━━━ Provided data

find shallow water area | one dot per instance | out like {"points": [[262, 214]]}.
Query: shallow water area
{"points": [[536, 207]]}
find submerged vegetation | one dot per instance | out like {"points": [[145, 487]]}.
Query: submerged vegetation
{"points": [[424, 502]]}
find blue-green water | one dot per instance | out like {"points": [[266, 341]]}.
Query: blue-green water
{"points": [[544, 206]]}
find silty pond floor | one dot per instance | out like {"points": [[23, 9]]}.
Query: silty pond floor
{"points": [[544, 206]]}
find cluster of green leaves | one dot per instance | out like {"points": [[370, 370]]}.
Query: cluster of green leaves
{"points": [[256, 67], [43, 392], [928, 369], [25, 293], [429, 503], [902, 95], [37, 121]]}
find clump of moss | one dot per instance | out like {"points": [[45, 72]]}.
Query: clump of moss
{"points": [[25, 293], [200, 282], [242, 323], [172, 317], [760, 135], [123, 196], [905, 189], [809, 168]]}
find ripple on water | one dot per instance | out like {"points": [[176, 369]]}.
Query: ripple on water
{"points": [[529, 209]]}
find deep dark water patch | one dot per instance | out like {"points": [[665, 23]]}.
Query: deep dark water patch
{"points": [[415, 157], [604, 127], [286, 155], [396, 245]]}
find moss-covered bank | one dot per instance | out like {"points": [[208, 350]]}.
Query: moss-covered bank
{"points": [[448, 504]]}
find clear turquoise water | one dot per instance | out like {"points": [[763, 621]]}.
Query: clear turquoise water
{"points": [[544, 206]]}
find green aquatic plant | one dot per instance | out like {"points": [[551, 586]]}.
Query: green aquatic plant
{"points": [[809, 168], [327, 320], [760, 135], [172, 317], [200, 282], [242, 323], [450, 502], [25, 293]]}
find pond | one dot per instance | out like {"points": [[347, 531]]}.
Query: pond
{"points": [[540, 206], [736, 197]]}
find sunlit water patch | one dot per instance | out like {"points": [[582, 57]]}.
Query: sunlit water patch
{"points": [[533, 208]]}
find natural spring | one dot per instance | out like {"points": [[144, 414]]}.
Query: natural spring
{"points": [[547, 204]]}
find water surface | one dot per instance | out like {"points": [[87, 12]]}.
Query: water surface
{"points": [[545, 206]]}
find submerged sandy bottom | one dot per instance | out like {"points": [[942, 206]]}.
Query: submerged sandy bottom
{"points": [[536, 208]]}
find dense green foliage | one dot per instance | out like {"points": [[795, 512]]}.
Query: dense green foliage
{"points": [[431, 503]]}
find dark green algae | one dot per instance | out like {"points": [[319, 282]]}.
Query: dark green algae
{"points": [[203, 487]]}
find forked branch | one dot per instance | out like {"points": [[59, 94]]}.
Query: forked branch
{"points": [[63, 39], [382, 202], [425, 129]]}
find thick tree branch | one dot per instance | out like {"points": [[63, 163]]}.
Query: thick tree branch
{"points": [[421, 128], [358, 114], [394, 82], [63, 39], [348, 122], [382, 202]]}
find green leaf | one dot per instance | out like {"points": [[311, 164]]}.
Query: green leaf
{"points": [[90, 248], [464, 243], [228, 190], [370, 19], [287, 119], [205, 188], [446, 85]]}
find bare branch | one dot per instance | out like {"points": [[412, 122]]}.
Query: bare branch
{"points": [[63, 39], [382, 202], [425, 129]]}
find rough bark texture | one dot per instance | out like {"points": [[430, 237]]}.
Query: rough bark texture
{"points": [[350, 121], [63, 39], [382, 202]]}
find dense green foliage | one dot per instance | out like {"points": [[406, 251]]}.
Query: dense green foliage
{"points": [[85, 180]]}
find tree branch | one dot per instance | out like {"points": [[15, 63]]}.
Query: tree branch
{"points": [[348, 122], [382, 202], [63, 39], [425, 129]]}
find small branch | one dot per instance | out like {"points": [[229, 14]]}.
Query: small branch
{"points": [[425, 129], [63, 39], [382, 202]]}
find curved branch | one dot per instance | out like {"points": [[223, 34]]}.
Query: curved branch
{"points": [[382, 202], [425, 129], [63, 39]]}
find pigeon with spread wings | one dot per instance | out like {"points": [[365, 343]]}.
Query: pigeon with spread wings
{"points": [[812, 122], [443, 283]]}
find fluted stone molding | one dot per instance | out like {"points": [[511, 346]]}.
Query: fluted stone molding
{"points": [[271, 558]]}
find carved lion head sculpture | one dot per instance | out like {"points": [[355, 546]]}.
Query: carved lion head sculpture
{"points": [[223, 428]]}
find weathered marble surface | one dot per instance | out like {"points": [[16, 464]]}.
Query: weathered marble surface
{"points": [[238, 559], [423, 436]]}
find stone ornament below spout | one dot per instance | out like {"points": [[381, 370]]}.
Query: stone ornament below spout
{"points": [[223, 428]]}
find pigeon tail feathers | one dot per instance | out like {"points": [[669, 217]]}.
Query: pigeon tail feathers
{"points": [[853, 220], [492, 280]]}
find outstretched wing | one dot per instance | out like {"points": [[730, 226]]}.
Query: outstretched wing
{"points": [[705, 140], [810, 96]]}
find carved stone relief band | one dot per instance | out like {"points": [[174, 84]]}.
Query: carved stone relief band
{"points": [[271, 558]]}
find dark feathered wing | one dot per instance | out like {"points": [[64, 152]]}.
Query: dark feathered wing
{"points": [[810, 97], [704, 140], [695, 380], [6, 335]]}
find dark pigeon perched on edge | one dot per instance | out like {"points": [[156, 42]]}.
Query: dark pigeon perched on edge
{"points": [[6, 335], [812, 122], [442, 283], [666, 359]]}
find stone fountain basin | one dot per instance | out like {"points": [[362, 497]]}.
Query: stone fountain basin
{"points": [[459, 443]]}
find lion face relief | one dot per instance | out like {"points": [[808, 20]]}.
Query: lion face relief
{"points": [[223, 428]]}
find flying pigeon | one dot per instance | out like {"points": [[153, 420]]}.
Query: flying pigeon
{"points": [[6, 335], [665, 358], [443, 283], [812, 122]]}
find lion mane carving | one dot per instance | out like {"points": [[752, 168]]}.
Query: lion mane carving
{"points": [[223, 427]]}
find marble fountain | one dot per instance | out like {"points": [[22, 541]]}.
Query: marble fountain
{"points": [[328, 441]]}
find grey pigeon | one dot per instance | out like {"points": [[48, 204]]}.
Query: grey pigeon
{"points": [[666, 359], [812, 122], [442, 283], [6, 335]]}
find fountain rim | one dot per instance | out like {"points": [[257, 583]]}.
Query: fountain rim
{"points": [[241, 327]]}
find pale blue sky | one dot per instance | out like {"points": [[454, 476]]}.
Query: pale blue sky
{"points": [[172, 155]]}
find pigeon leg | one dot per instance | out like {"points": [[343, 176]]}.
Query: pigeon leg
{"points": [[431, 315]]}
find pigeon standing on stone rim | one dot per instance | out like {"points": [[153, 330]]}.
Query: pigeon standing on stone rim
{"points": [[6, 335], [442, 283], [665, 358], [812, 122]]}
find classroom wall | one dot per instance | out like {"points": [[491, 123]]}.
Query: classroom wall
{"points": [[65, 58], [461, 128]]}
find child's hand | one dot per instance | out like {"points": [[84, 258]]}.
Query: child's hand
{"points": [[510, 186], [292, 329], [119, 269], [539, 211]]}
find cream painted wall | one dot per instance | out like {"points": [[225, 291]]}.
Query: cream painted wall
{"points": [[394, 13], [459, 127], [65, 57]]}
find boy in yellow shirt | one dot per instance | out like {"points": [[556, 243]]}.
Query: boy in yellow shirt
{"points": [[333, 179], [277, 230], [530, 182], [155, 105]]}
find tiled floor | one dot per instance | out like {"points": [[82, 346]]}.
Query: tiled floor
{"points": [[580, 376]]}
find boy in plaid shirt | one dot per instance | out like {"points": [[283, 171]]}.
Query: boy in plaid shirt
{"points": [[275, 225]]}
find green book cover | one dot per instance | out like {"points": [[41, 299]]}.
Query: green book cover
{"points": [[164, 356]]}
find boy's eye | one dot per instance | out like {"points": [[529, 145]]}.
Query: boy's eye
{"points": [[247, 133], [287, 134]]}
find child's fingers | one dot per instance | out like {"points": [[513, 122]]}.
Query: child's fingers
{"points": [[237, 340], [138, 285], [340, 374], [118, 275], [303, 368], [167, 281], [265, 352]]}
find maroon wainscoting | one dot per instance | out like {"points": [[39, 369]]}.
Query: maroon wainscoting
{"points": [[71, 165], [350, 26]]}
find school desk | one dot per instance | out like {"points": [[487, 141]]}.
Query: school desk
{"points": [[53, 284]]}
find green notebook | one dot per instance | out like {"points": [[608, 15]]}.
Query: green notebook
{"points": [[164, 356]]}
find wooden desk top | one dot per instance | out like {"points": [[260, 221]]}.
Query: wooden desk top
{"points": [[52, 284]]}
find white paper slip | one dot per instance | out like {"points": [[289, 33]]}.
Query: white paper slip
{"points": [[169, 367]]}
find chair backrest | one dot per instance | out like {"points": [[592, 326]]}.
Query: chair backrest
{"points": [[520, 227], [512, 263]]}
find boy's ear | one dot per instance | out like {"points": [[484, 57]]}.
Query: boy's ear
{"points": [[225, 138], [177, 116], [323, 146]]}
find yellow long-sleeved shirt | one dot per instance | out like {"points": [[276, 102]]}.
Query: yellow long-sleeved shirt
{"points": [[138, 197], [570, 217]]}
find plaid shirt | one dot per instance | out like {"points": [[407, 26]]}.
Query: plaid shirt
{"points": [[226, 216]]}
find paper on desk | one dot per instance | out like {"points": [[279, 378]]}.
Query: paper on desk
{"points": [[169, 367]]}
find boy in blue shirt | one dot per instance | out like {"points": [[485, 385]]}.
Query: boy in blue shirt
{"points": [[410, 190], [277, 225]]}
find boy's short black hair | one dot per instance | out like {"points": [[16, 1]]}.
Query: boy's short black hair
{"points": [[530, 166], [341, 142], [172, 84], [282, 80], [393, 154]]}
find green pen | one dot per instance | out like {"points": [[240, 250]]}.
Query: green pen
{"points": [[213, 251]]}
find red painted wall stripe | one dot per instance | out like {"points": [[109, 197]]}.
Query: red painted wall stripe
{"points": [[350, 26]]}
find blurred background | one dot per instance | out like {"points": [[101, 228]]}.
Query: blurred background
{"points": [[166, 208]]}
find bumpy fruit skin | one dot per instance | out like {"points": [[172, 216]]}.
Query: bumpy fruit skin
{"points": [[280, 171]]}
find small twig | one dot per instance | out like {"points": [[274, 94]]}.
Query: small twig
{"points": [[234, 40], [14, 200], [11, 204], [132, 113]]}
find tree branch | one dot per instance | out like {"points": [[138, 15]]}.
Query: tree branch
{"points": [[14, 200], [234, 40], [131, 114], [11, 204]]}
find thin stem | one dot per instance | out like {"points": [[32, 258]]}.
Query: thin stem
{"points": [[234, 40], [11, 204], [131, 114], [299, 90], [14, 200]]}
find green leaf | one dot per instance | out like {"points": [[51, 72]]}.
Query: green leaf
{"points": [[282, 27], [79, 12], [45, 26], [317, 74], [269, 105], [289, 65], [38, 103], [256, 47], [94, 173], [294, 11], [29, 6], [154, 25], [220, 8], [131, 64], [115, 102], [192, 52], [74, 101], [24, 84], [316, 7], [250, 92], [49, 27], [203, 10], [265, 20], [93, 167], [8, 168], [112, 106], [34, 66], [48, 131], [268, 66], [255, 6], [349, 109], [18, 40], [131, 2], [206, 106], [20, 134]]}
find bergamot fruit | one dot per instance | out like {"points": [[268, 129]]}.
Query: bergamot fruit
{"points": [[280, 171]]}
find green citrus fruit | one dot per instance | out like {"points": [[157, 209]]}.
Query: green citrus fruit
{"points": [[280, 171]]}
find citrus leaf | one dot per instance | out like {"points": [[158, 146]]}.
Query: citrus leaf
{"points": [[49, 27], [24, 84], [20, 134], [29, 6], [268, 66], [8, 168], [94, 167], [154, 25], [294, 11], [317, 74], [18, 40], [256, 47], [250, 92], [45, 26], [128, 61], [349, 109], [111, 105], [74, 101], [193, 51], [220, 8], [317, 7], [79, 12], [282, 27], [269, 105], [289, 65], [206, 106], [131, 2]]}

━━━━━━

■ **Exercise requirements**
Reproduce exactly the section above that begins at the line containing "Query: clump of moss" and ends at the line containing "find moss-covered bank", leaving out all other lines.

■ **Your response**
Query: clump of moss
{"points": [[25, 293], [200, 282], [242, 323], [172, 317], [760, 135], [123, 196], [905, 189], [809, 168]]}
find ripple on water | one dot per instance | out like {"points": [[176, 369]]}.
Query: ripple on water
{"points": [[529, 209]]}
find deep dark water patch | one dot per instance | out like {"points": [[665, 23]]}.
Query: deep dark water patch
{"points": [[415, 157], [604, 127], [286, 155], [396, 245]]}
find moss-covered bank | one dot per instance | out like {"points": [[208, 350]]}.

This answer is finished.